Named-object pointing records:
>>>>

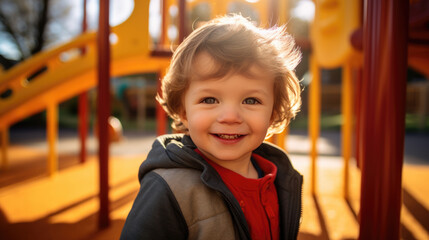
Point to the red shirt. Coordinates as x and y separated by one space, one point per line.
257 197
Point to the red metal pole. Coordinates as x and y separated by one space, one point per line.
83 102
103 111
383 117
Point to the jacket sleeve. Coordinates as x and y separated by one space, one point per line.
155 213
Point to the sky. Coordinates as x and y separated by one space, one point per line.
120 10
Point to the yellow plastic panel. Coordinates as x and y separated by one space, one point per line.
334 22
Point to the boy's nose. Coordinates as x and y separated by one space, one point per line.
229 114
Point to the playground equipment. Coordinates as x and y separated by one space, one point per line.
333 24
52 76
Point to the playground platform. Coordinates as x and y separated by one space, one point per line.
36 206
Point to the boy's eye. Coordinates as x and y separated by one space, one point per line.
209 100
251 101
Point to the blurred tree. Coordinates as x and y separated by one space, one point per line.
27 26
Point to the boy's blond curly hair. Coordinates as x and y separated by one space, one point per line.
235 44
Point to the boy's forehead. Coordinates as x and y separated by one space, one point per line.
204 66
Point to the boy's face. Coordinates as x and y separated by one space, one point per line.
228 118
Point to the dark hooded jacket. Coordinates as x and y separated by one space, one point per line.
158 211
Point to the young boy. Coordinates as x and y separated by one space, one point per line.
230 84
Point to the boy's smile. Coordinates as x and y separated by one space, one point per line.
228 117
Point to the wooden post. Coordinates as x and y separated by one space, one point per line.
314 118
383 117
103 111
52 135
83 102
347 123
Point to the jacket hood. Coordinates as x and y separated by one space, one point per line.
172 151
177 151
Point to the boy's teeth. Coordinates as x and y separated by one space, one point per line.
226 136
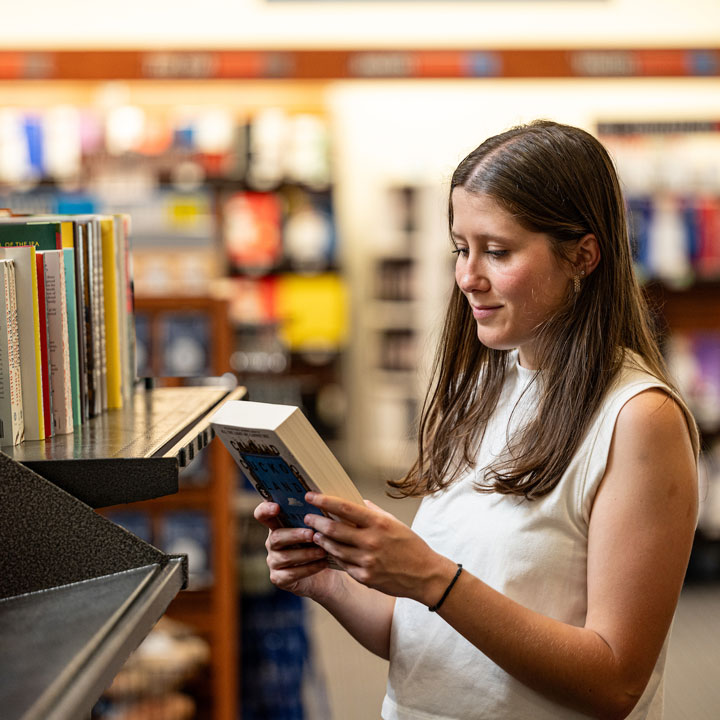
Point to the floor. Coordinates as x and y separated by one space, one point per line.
351 681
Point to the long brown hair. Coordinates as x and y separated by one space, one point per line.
558 180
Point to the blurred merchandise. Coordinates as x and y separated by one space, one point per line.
160 272
671 178
313 311
188 533
252 231
694 362
185 342
150 685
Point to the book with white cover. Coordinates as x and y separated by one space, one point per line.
58 340
282 455
12 426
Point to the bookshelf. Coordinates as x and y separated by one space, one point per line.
78 592
210 606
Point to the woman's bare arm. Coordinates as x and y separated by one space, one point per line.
640 535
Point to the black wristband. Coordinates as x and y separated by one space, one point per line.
437 605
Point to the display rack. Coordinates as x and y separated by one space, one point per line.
210 610
77 592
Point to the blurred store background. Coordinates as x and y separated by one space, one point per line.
285 166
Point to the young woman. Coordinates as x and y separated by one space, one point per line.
557 466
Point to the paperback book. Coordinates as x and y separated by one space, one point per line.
282 455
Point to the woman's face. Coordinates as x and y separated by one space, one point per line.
511 277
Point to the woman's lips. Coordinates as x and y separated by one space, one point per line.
481 312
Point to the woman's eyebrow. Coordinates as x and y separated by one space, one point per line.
484 237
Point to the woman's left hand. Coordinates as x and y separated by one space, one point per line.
378 550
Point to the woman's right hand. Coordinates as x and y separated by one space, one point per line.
296 563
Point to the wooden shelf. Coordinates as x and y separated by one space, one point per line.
129 454
212 611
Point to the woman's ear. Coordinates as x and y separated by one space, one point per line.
586 254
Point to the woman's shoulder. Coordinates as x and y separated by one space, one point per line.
648 406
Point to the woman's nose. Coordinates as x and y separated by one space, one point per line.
472 281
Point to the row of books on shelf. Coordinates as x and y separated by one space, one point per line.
66 322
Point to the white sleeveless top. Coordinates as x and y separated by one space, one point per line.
533 552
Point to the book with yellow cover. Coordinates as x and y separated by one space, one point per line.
29 330
12 425
112 313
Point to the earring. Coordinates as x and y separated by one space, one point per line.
576 281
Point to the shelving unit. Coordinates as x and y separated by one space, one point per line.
210 610
77 592
399 300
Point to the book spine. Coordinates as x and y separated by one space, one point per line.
130 359
112 315
29 338
44 356
81 310
73 339
6 414
16 397
91 349
58 352
98 324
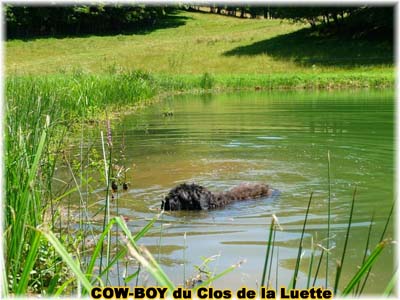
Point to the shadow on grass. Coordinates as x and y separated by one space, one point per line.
169 21
306 47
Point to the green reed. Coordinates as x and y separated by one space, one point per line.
361 275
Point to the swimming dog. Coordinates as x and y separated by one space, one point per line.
196 197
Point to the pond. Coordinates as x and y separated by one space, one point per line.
279 138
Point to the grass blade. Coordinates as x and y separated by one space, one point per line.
340 264
219 275
29 263
271 229
296 270
329 220
67 259
391 285
365 267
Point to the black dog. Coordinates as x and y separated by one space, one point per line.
196 197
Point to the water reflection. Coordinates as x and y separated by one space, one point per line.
278 138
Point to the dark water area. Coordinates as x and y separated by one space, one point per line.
279 138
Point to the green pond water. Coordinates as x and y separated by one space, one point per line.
279 138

<<<<

(What needs to be done): Take the line containing "Point to the woman's nose." and every line after it up to the end of the data, and write them out exactly, without the pictures.

(Result for this task):
Point to the woman's nose. Coordinates as x and y separated by one space, one point per line.
472 281
Point to the row of books on shelf. Coordinates as x and y separated by one space, one point per line.
66 322
Point to the white sleeveless top. Coordinates as x and y separated by one space, one point per line.
533 552
Point to the book with yellow cover. Coordinates as x and y separated by one space, one point per line.
29 330
12 425
112 313
Point to the earring. Coordinates as x and y separated by one space, one point per line.
576 281
Point to the shelving unit. Coordinates as x and y separated by one space, one point per line.
210 610
77 592
399 300
Point to the book spine. Coordinates as x and y separated by one space, one point per line.
130 359
112 315
29 338
44 356
81 310
73 339
6 414
16 397
91 349
58 352
98 324
Point to the shadow on grass. Coordinates as x and y separated by one space, one point per line.
169 21
306 47
Point to the green reed. Coordinates as x and y separated by one space, one point per line.
361 275
Point to the swimming dog. Coordinates as x and y separated by one space, one point per line.
196 197
Point to the pond. Coordinates as x and y separated by one space, one point per line.
279 138
Point to the grass blade. Coordinates as x and y separated by one space, one point per line.
340 264
219 275
29 263
271 229
296 270
329 220
67 259
391 285
365 267
Point to the black dog. Coordinates as x and y separated by one space, one point per line.
196 197
Point to the water reflection. Coordinates as x and y separated by one space, one point per line.
278 138
Point to the dark water area. Coordinates as x and y separated by one space, one point per line.
279 138
Point to the green pond water. Coordinates as x and y separated by one space, one point per line.
279 138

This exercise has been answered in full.